● **Written task**
Reproduce verbatim everything from the line containing "instance of the sky" down to the last line of the items below, with both of those lines included.

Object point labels
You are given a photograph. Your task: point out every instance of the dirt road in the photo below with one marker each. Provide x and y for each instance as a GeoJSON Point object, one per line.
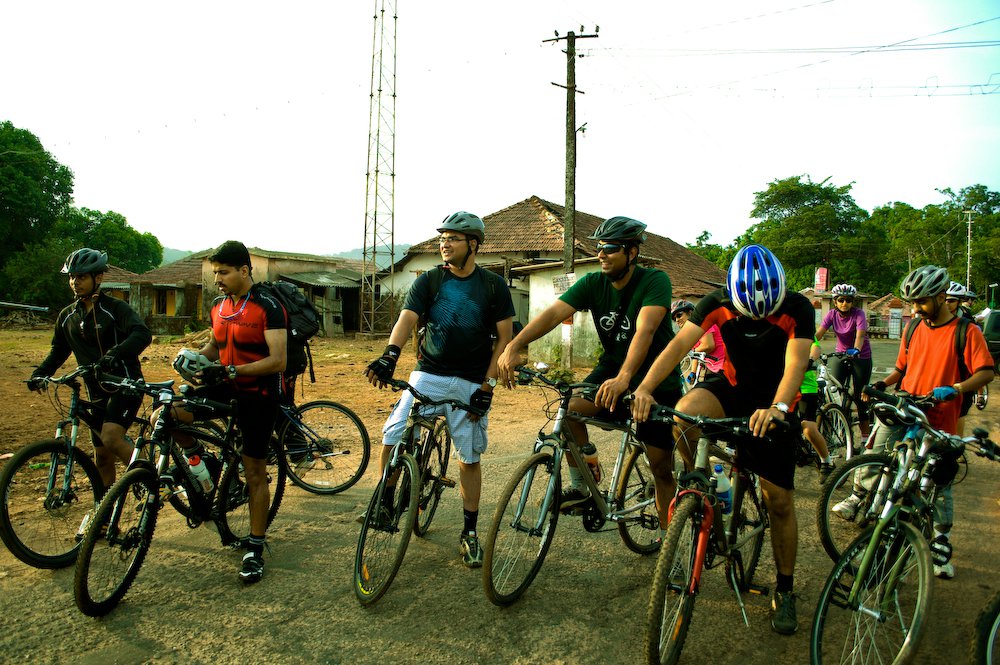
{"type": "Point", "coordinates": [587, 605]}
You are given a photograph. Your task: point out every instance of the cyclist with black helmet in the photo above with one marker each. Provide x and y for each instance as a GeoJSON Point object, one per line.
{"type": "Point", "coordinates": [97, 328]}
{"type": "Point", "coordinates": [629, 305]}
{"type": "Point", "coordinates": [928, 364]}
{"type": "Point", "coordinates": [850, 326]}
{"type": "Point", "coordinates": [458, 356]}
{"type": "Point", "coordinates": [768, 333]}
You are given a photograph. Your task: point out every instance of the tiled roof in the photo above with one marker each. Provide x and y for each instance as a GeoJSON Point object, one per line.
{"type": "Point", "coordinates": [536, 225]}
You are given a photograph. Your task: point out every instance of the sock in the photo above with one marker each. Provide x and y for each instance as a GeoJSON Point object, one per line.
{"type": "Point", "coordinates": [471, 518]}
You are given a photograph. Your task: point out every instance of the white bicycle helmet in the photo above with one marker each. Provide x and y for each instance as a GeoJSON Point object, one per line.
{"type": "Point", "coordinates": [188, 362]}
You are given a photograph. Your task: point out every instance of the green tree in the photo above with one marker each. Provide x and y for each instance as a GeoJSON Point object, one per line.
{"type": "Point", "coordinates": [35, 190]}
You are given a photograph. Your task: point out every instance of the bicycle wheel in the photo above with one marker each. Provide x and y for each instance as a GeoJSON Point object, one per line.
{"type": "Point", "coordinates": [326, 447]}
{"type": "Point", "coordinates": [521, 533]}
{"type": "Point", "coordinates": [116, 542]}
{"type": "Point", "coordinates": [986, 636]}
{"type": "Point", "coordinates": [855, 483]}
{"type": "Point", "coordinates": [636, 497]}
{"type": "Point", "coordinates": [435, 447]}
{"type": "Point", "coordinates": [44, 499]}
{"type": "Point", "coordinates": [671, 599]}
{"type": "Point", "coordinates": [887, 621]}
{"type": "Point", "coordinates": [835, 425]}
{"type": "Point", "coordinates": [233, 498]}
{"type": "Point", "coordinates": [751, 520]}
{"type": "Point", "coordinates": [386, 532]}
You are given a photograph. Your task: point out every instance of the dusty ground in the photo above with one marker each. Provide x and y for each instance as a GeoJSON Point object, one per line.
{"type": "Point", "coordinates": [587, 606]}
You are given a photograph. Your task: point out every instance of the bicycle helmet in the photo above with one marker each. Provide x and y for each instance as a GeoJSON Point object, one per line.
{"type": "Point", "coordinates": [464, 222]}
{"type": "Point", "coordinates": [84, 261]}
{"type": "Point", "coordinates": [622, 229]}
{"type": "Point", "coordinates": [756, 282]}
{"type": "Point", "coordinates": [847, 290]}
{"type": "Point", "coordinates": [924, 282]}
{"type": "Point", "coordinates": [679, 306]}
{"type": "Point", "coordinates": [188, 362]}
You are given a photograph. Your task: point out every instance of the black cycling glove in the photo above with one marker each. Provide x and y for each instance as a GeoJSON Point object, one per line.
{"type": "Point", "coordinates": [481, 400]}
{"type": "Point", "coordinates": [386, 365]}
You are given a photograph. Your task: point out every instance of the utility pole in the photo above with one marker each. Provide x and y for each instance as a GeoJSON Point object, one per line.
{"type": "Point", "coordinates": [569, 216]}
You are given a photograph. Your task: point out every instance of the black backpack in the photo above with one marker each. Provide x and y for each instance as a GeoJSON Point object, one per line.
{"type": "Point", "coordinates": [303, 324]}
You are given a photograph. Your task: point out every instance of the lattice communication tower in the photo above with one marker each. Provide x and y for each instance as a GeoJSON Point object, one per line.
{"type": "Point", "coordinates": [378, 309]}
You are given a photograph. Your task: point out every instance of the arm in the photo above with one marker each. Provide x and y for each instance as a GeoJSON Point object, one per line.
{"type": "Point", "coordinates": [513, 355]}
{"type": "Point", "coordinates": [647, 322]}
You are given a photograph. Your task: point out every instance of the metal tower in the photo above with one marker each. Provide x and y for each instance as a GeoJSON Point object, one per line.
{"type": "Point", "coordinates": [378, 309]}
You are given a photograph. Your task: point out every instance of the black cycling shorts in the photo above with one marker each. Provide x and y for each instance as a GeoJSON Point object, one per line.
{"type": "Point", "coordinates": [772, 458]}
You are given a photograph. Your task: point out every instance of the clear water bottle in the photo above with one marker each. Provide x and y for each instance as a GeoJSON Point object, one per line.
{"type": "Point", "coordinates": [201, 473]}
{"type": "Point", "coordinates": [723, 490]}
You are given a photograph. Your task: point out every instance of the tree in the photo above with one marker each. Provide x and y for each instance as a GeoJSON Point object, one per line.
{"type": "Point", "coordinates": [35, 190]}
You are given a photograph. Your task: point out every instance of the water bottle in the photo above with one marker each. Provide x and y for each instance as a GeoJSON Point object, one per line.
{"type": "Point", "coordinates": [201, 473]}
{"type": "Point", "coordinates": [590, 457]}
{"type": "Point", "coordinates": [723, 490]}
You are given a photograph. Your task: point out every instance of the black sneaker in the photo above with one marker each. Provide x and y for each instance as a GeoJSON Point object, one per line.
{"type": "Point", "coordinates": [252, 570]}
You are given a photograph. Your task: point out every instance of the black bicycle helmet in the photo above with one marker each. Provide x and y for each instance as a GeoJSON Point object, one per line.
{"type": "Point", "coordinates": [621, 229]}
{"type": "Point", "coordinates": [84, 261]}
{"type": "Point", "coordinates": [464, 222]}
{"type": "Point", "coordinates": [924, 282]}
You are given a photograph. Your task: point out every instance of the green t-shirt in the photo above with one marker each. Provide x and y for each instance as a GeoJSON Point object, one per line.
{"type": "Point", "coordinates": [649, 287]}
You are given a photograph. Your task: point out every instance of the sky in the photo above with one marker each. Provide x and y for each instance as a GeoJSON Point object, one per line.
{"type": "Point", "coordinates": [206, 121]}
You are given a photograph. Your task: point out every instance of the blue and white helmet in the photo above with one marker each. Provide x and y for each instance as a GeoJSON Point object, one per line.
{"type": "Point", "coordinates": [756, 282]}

● **Output below**
You are given a photograph. Your task: point out every instance of the sky in the photo above with one marker each. Provide x and y for each instance as a GeoJSON Point object, one per line.
{"type": "Point", "coordinates": [206, 121]}
You are given a photograph. Your task: point out every instance of the blue and white helmet in the photo above with one marker each. Provide x and y for each instance as a GeoJSON Point object, one per line.
{"type": "Point", "coordinates": [756, 282]}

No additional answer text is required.